**WHAT NEEDS TO BE DONE:**
Name every year that appears in the hunting show thread.

**DOCUMENT EXCERPT:**
------------------------

# Hunting show



## trapper1 (Nov 9, 2004)

Ok everyone, I'm picking your brain here....what would you like to see in a hunting show. Keep in mind that Just Us Hunting is about the real people out there, not big sponsored shooters that must shoot 140 class bucks or bigger, we're elated with that doe we just shot and that fork horn is a trophy to a lot of us out there.

What kind of format would you like to see in a show, what about narration settings etc... what would you like to hear, see and feel about a show. Let me know and I may use your ideas. 

I may be going on a cable tv channell in 2010 and would like your input.

let's hear it people

thanks
Rick:thumbs_up


----------



## 3--d (Feb 15, 2005)

*Technical*

I personally like to see the bow set up, arrow and broadhead combo , how you set it up and guest personalitys.
And set some place close to home that somepeople know about
And remember your not doing this show alone..lets see the camera guy and some of the other people that helped put it together.

------------------------

**Data items:**
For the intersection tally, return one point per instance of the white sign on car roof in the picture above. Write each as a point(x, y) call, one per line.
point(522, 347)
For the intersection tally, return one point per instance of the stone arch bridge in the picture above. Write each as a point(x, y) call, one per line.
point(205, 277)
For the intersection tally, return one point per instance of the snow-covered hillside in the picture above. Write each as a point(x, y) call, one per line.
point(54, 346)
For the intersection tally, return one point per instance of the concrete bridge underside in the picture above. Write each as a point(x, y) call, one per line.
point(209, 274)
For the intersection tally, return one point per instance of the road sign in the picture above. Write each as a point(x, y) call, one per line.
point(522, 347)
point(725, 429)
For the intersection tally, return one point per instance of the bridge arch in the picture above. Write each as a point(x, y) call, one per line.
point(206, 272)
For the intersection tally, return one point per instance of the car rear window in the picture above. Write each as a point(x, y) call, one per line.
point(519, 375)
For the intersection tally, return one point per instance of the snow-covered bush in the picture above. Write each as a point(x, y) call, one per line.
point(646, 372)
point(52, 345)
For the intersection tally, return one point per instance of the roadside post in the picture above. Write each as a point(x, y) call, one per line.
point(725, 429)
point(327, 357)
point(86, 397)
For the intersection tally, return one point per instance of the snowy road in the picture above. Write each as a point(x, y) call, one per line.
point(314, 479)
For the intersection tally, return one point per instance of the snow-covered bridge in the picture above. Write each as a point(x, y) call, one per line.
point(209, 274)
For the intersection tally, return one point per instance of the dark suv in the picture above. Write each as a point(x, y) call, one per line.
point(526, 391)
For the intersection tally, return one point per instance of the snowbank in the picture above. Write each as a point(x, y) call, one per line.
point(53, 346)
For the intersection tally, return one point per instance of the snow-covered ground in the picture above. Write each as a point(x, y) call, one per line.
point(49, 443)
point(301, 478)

------------------------

**RESPONSE TO THIS TASK:**
2004, 2005, 2010